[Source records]
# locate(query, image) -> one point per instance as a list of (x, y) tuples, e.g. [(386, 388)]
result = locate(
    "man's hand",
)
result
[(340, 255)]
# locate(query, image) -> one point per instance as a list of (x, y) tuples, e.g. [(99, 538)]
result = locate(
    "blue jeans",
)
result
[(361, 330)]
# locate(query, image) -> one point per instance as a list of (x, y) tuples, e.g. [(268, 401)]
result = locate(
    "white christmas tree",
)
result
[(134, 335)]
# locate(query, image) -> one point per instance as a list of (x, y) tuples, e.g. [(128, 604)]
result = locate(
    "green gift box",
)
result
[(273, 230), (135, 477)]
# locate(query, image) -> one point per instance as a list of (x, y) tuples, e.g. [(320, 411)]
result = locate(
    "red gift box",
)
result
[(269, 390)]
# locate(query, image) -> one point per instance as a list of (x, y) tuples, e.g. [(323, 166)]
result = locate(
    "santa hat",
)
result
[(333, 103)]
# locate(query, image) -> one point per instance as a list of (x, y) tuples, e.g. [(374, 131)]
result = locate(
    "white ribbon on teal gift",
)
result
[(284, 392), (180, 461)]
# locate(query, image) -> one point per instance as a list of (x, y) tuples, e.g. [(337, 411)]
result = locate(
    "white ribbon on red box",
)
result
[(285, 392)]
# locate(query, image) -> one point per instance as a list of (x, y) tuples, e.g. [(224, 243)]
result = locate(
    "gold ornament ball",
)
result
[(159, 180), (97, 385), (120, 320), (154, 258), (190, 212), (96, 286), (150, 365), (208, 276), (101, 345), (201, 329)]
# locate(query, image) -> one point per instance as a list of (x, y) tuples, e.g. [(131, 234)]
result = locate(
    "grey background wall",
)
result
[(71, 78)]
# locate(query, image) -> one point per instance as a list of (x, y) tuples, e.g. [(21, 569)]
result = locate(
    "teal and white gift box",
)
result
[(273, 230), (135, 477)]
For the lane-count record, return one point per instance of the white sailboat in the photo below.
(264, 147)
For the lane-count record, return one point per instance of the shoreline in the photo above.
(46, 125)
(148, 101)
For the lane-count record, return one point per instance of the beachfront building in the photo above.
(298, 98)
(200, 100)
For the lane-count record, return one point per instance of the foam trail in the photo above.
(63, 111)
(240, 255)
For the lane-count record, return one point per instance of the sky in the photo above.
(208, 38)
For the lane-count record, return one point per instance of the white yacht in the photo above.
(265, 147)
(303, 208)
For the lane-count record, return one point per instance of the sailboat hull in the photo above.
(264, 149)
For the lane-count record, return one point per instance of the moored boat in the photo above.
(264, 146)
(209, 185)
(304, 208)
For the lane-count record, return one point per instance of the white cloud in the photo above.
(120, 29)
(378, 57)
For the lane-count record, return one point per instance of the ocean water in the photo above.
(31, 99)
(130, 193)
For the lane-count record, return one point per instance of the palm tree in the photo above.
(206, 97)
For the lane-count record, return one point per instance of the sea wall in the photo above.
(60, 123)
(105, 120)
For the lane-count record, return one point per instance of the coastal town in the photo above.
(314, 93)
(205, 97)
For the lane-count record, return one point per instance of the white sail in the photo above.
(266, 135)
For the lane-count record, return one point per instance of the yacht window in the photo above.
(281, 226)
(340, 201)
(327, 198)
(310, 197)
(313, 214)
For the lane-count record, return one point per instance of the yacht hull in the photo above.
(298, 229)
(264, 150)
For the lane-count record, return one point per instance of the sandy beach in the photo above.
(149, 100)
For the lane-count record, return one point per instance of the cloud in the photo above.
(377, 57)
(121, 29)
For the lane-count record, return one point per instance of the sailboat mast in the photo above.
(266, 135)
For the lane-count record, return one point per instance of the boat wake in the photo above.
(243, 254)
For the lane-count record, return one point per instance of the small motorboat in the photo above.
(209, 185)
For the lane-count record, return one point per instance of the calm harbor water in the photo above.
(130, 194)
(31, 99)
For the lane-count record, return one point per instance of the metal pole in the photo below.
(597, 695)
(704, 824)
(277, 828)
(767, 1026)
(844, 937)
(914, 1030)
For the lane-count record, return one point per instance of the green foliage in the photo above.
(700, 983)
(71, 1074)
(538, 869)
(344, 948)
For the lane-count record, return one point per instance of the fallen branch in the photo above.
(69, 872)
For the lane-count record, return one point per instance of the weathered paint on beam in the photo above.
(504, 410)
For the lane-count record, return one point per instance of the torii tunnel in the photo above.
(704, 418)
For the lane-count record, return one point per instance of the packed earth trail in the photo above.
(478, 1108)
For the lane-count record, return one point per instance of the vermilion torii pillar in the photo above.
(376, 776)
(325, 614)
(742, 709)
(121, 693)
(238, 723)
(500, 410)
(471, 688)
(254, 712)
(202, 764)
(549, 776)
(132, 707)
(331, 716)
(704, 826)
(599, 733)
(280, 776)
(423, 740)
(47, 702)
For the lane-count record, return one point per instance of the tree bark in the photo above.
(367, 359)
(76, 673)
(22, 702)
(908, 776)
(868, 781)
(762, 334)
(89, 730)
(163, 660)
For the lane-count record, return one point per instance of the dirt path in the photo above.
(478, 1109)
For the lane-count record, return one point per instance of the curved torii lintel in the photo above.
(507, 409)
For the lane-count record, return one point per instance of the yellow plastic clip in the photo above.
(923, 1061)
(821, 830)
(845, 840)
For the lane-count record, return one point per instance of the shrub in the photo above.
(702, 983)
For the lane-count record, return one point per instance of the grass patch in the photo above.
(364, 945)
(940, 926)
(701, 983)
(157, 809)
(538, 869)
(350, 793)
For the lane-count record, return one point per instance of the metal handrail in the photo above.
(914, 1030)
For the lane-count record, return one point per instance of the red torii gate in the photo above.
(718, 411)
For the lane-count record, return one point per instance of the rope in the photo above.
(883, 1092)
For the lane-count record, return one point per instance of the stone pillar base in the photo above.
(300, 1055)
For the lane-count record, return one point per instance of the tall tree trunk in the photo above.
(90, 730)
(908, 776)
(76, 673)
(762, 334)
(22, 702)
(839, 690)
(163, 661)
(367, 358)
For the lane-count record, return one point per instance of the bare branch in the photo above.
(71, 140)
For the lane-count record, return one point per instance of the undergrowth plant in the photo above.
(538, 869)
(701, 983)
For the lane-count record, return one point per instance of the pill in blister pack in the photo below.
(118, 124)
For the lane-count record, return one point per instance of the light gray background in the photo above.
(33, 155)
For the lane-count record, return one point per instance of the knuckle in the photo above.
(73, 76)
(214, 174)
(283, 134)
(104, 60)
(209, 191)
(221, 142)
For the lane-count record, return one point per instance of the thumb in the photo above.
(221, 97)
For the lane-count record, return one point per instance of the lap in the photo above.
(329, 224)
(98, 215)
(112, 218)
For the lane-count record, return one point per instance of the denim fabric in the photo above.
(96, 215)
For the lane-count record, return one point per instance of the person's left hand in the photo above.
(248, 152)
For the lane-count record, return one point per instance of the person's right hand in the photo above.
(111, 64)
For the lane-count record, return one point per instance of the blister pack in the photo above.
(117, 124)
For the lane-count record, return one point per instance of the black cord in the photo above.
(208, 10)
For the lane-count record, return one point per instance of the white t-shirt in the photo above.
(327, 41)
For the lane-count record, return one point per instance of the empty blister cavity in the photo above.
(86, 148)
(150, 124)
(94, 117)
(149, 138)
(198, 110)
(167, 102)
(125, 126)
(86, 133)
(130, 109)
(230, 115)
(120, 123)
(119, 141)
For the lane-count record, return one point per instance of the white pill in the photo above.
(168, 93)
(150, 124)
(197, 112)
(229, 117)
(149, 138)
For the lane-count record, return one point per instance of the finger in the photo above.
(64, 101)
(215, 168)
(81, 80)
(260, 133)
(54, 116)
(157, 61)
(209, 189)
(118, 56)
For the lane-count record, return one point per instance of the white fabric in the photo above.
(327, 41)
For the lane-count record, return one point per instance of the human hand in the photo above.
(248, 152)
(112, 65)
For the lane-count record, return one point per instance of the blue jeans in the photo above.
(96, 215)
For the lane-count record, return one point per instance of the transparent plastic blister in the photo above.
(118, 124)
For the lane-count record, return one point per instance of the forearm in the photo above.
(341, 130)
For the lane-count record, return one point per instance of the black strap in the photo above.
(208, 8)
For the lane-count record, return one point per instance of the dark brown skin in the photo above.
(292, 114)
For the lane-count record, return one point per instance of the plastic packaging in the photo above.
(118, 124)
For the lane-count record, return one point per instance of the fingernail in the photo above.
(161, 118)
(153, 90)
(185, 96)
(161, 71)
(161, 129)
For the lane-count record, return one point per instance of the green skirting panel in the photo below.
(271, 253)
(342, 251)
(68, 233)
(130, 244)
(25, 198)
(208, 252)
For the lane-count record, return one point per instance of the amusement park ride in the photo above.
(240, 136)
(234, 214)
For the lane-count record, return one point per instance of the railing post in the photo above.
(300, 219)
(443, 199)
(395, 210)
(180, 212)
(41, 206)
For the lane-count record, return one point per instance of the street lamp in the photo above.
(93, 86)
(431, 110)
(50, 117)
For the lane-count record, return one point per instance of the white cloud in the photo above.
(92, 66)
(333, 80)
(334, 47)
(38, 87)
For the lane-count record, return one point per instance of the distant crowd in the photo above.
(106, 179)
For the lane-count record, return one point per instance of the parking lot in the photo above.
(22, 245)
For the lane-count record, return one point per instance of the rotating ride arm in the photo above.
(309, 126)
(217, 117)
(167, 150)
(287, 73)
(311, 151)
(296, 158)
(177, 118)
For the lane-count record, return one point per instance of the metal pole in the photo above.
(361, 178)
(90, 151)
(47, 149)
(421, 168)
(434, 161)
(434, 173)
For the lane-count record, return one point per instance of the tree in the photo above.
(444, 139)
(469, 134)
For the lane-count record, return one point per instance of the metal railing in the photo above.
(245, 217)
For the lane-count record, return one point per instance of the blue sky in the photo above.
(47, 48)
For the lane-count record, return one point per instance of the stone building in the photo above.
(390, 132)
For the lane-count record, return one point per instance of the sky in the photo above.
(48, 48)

Written instruction:
The required output is the span of lines from the one containing "crowd in the photo above." to the last line, reproduced character for character.

Final result:
For the lane-count record, return one point per instance of the distant crowd in the photo above.
(106, 179)
For the lane-count record, return one point per instance of the parking lot in the photo above.
(22, 245)
For the lane-count record, return one point per instance of the rotating ride arm in the photo above.
(309, 126)
(217, 117)
(167, 150)
(287, 73)
(311, 151)
(296, 158)
(177, 118)
For the lane-count record, return one point per instance of the metal pole in the photo above.
(361, 178)
(90, 151)
(47, 149)
(421, 168)
(434, 161)
(434, 173)
For the lane-count record, return one point per instance of the tree in the photo above.
(444, 139)
(469, 134)
For the lane-count record, return one point per instance of the metal railing in the photo above.
(245, 217)
For the lane-count record, return one point per instance of the blue sky in the photo above.
(47, 48)
For the lane-count record, return one point per instance of the stone building in the photo above.
(390, 132)
For the lane-count record, return one point per instance of the sky in the photo above.
(48, 48)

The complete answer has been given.